- [SELECTION]
I am sure that “Bandersnatch” is incredibly clever and cool, and like anyone or anything incredibly clever and cool, that makes it a little remote and hard to love, better from afar than up close. — MARGARET LYONS
WATCHING TELEVISION USED TO INVOLVE turning on an appliance to escape existential dread. Now TV is a tidal wave of content that often reminds us how frightening life can be, and the clashing worldviews displayed by powerful news networks never let us forget there is no shared reality we can all agree upon. Fun times!
It makes a person long for a procedural marathon on the most basic of basic cable networks. That is not what you’ll get with “Black Mirror: Bandersnatch,” but this Netflix offering’s problems have nothing to do with its unusual form. “Bandersnatch” is a shiny package with bells and whistles on the outside and a whole lot of nothing on the inside. Maybe it’s for people who already thought the streaming service’s dramas were too long, repetitive and crammed with filler but wanted more control over that meandering experience. Fun times?
In “Bandersnatch,” two choices frequently appear under the screen. Should Stefan breakfast on Sugar Puffs or Frosties? Choose well — lives depend on it!
Or do they? Few decisions within this mechanical creation felt momentous. The longer I messed around with “Bandersnatch,” the more I felt pummeled by the relentless flogging of its least subtle theme: We have little or no control over our lives and our individual choices don’t matter in the grand scheme of things. Well, O.K., I also went through that doom-laden phase of sophomore year.
But unlike “Halt and Catch Fire,” a thoughtful tech drama set in the same era, or the philosophical comedy “The Good Place,” all “Bandersnatch” really has is an elaborate scheme. And as it shepherds a number of story lines toward plots that involve murder or suicide (which doesn’t make “Bandersnatch” all that different from most procedurals and prestige dramas), it keeps calling attention to its superficial takes on Important Ideas in a grandiose manner that makes the meta episodes of Dan Harmon’s “Community” seem restrained.
Stefan lives with mental illness and has trouble admitting his attempt to adapt his favorite multiple-pathway novel into a video game is going awry. Writing certainly can be demoralizing, especially in conjunction with other challenges, but “Bandersnatch” gestures at these issues without exploring them with depth or nuance. For this whiz-bang experiment to work, I needed to care about the choices Stefan made — including the options I picked for him. But I found it quite possible to click through the pathways in “Bandersnatch” without finding a reason for any version of this story to exist. Netflix could make “Bandersnatch,” so it did, because … Netflix.

- [REQUIRED ACTIONS]
1. Answer these about the Bandersnatch review, one line each:
(a) Which two breakfast cereals does Stefan have to choose between?
(b) What is Stefan trying to adapt into a video game?
(c) Whose show is "Community," according to the review?
2. Which shows, named by title, does the Bandersnatch review compare "Bandersnatch" to?
3. Pick up the Bandersnatch review after its final sentence and keep it going.

- [RAW DATA]

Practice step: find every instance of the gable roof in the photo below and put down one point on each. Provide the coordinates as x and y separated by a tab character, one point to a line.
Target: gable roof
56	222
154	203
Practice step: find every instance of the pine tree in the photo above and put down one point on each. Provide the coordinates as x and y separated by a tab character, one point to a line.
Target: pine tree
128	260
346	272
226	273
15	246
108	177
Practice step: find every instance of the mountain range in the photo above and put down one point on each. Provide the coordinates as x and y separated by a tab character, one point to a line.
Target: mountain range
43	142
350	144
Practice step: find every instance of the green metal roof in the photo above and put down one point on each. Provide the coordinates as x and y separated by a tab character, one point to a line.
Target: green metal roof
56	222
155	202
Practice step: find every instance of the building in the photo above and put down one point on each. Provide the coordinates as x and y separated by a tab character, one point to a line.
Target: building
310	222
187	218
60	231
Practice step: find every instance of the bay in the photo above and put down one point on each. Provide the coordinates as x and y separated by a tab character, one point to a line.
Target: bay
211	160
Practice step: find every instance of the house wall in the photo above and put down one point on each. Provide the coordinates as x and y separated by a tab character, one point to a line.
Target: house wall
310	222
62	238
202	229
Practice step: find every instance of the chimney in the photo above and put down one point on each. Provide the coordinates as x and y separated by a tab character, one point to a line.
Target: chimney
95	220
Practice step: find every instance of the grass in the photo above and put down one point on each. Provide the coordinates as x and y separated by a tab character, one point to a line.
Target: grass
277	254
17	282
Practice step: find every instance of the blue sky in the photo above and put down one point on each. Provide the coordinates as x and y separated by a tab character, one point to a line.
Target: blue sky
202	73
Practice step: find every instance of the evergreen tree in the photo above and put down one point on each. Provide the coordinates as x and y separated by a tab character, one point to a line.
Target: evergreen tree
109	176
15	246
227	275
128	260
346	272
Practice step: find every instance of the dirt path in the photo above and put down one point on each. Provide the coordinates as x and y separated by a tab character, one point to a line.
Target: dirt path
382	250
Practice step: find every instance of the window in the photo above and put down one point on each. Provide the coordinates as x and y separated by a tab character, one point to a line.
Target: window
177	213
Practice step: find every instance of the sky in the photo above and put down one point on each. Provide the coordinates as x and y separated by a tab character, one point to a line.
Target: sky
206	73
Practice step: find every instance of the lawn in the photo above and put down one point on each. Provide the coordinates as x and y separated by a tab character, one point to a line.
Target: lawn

- [EXPECTED RESULTS]
1.
(a) Sugar Puffs or Frosties
(b) His favorite multiple-pathway novel
(c) Dan Harmon's

2. "Halt and Catch Fire," "The Good Place," "Community"

3.
“Bandersnatch” does quickly establish that Stefan is so estranged from his father (Craig Parkinson) that they might as well exist on different planes of reality, despite occupying the same house. Stefan is stuck inside a loop of grief and anger regarding his mother’s death and his father’s role in that event. If you muddle through “Bandersnatch” hoping Stefan will meaningfully confront his father or work through any psychological wounds, I sincerely wish you luck. During my two-hour session, the questions at the heart of the story rarely played out in poignant or fruitful ways. Like social-media companies, “Bandersnatch” outsources decision-making and curation to its customers and then apparently expects to be congratulated for its dereliction of duty.
At least “Bandersnatch” had some pathways that ended up being hilarious (unintentionally, I think). Just before the conclusion of my first trip through — a pathway that ended with a random martial arts scene followed by Stefan’s dad trying to get his frantic son under control — “Bandersnatch” offered something truly unexpected: A cringe-inducing sequence that felt like a commercial for Netflix itself.
Perhaps it was supposed to be a cheeky in-joke, but that section was more like a big old piece of cheese sitting at the end of a tedious maze. So “Bandersnatch” is a dystopian saga with a subtext about the danger of allowing our technological overlords to monitor and control us — and it includes a clunky promo for a Silicon Valley behemoth bent on world domination?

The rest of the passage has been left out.